GIVEN TEXT:

+ + + + + + +

Voltage Drop Calculation for Conductors larger than 310.16

[NorthwestPV]

I need to do a voltage drop calculation on a 800 Amp continuous load. The actual load is 760A with the 1.25 calculated. I will be paralleling 4 sets of 250 THHN In 2 conduits. The conductors will be derated to 80%. It is 3-phase 480V WYE. Do I take the 760A and divide that by 4 then use the resistance of the 250 MCM?

 

[Hv&Lv]

http://genuinedealz.com/voltage-drop.html

 

[kwired]

I need to do a voltage drop calculation on a 800 Amp continuous load. The actual load is 760A with the 1.25 calculated. I will be paralleling 4 sets of 250 THHN In 2 conduits. The conductors will be derated to 80%. It is 3-phase 480V WYE. Do I take the 760A and divide that by 4 then use the resistance of the 250 MCM?

Voltage drop will depend on actual load drawn and resistance of conductors so forget the 125% or any other ampacity adjustments - they have nothing to do with voltage drop.

I believe you want to take your total load and assume you have one conductor with (250 x 4) MCM or 1000 (which I guess should still give you same result)

Note this parallel conductor with a net of 1000 MCM has more current carrying capacity than an actual 1000 MCM single conductor has.

 

[bob]

You don't need to added 25 % to the load for voltage drop calculations. Usually you divide the total amperage by 4 but your way would work.
Use the calculator posted.

 

[NorthwestPV]

Ok, so the actual load is 608A. I was just curious about conductors outside the range. Maybe I should have used a 2000A load question.

I'll take a look at that calculator. I have one on my smartphone but it will not calculate this problem. It just says conductor exceed range for sizing. Thanks guys.

 

[T.M.Haja Sahib]

Voltage drop will depend on actual load drawn and resistance of conductors so forget the 125% or any other ampacity adjustments - they have nothing to do with voltage drop.

+ + + + + + +

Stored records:
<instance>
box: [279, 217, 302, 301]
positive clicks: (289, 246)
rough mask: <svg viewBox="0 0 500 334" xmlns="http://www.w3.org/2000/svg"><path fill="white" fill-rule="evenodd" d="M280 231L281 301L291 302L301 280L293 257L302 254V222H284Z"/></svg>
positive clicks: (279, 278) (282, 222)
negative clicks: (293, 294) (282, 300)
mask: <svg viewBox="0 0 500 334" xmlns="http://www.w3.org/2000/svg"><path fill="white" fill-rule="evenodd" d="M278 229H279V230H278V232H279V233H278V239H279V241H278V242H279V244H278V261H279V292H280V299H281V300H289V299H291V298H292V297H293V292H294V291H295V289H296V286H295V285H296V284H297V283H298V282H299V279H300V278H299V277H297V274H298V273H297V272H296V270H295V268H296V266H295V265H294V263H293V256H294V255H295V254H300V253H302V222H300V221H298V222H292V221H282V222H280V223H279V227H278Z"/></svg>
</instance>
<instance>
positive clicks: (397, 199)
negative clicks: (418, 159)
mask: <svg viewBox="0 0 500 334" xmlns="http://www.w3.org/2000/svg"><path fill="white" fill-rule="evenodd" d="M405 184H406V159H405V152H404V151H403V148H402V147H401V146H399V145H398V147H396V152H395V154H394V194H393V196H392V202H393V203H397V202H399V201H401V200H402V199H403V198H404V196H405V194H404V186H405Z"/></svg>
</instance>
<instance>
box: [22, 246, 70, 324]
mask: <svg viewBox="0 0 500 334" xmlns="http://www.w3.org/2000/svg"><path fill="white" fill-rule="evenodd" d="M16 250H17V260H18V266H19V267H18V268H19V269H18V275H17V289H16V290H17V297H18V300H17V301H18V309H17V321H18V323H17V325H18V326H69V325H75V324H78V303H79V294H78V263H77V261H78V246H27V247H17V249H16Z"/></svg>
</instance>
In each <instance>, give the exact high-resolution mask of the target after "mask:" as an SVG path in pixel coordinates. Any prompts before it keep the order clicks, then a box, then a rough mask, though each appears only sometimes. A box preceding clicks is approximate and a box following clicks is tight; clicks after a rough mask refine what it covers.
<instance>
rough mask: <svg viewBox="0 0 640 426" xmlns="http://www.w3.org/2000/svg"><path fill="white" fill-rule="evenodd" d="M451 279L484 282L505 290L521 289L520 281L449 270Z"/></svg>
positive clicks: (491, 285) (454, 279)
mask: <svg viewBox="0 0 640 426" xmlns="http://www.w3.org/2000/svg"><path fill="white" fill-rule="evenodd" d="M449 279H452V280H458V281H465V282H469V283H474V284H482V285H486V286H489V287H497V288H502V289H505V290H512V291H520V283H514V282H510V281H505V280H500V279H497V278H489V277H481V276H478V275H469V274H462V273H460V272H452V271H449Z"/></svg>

+ + + + + + +

WRITTEN TASK A: According to the voltage drop thread, why should the 125% figure be left out of the voltage drop calculation? Answer in one to three sentences.
WRITTEN TASK B: Can you carry the voltage drop thread further, starting after its last line?
The records have no connection to the text.

TASK RESPONSE A: Voltage drop depends on the actual load drawn and the resistance of the conductors. The 125% factor and other ampacity adjustments have nothing to do with it.

TASK RESPONSE B:
But the ampacity adjustment change the size of the conductor and so the voltage drop associated with it.

 

[Smart $]

But the ampacity adjustment change the size of the conductor and so the voltage drop associated with it.

True because size determination is based on load current, conditions of use, and meeting all design criteria. Ultimately, the chosen conductors must meet or exceed ampacity, voltage drop, and all other design considerations.

Nonetheless, I believe the point is to use the correct values in the determination process.

 

[kwired]

But the ampacity adjustment change the size of the conductor and so the voltage drop associated with it.

Ampacity adjustments are for protecting the insulation of the conductor from overheating. You can have a conductor loaded well past its 310.15(B)(16) value and still have an acceptable level of voltage drop for your application, but you may end up damaging the insulation of your conductor.

Ampacity and voltage drop are not directly related - application of one can effect the other, but they are two different concerns when selecting which conductor to use. Length effects voltage drop but not ampacity, heat effects ampacity (which is really protection of insulation, not the conductor) but not voltage drop.

 

[T.M.Haja Sahib]

Ampacity adjustments are for protecting the insulation of the conductor from overheating. You can have a conductor loaded well past its 310.15(B)(16) value and still have an acceptable level of voltage drop for your application, but you may end up damaging the insulation of your conductor.

Ampacity and voltage drop are not directly related - application of one can effect the other, but they are two different concerns when selecting which conductor to use. Length effects voltage drop but not ampacity, heat effects ampacity (which is really protection of insulation, not the conductor) but not voltage drop.

If you give an example or examples substantiating your contention (s), it would be more illuminating. Thanks.

 

[Smart $]

... heat effects ampacity (which is really protection of insulation, not the conductor) but not voltage drop.

Ummm... heat affects voltage drop.

 

[T.M.Haja Sahib]

Ummm... heat affects voltage drop.

Yes. Another flaw in his argument is he argued from the standpoint of checking up of voltage drop before checking up of current carrying capacity for a conductor.

You can have a conductor loaded well past its 310.15(B)(16) value and still have an acceptable level of voltage drop for your application, but you may end up damaging the insulation of your conductor.

 

[Smart $]

Yes. Another flaw in his argument is he argued from the standpoint of checking up of voltage drop before checking up of current carrying capacity for a conductor.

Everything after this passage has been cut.